• Stated task: Print each line exactly as it is given.

== Data listing

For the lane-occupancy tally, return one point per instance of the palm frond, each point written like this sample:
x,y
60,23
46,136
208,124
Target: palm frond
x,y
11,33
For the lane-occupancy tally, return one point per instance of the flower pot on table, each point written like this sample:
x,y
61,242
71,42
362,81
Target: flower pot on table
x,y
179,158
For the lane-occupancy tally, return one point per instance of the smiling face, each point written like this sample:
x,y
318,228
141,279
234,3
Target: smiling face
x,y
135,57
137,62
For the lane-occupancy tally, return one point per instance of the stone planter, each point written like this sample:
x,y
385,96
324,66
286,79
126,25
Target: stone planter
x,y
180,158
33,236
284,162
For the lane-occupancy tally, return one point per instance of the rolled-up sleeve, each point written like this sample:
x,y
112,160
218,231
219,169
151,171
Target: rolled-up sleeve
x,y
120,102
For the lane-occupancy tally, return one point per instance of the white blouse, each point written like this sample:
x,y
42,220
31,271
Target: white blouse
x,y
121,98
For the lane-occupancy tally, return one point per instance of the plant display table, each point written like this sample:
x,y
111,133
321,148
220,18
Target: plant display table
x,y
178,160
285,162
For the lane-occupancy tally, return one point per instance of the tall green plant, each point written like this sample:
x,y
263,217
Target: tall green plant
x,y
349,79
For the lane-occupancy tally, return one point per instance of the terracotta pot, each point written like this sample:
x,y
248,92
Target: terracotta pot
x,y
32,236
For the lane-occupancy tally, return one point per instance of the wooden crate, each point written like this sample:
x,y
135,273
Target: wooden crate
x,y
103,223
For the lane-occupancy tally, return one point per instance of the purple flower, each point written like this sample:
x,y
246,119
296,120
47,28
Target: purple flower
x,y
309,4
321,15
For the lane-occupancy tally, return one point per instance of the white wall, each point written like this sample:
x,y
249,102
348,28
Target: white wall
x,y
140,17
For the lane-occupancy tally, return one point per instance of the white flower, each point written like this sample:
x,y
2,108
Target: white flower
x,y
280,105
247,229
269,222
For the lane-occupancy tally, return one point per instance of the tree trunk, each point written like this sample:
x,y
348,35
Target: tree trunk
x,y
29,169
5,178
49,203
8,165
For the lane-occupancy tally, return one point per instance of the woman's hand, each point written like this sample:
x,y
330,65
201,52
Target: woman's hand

====

• Answer to the problem:
For the lane-occupancy tally, return one point per instance of the palm frond, each point written like this sample:
x,y
60,23
46,136
208,124
Target: palm frond
x,y
11,33
For the lane-occupancy tally, return one point per instance of the flower pot on table, each point written like this sample:
x,y
61,242
71,42
362,81
Target: flower pot on table
x,y
179,158
For the lane-occupancy tally, return one point per instance of the smiling face, each point written like this sample:
x,y
318,228
141,279
234,3
Target: smiling face
x,y
135,57
137,62
For the lane-occupancy tally, return one point per instance of the stone planter, each point written like this sample:
x,y
385,96
324,66
286,79
126,25
Target: stone planter
x,y
180,158
33,236
284,162
For the lane-occupancy tally, return one point per instance of the rolled-up sleeve, each point written like this sample:
x,y
112,160
218,231
219,169
151,171
Target: rolled-up sleeve
x,y
120,102
For the lane-occupancy tally, return one point per instance of the white blouse, each point written like this sample:
x,y
42,220
31,271
Target: white blouse
x,y
121,98
For the lane-occupancy tally, return one point per instance of the plant display table, each point written like this sample:
x,y
111,133
321,148
220,18
Target: plant display table
x,y
178,160
285,162
For the lane-occupancy tally, return one point per instance of the tall green plant, each point written like this sample:
x,y
263,217
Target: tall green plant
x,y
349,79
For the lane-occupancy tally, return one point per instance of the terracotta pot, each point written like this sample:
x,y
248,92
Target: terracotta pot
x,y
32,236
For the lane-occupancy tally, return one point per instance of the wooden crate, each point written like this sample:
x,y
135,273
Target: wooden crate
x,y
103,223
For the lane-occupancy tally, return one point per instance of the purple flower, each point written like this sample:
x,y
246,119
296,120
47,28
Target: purple flower
x,y
309,4
321,15
For the lane-occupancy tally, return one point per instance of the white wall, each point written like this sample:
x,y
249,102
348,28
Target: white wall
x,y
140,17
For the lane-occupancy tally, return one point per instance of the white flower, each point written like this sample:
x,y
2,108
Target: white flower
x,y
280,105
247,229
269,222
For the lane-occupancy tally, return one point per instance of the tree trunk, each point written like this sample:
x,y
348,35
Target: tree trunk
x,y
29,169
5,178
49,203
8,165
For the lane-occupancy tally, return one point per instance of the woman's hand, each point written like this sample:
x,y
330,65
201,52
Target: woman's hand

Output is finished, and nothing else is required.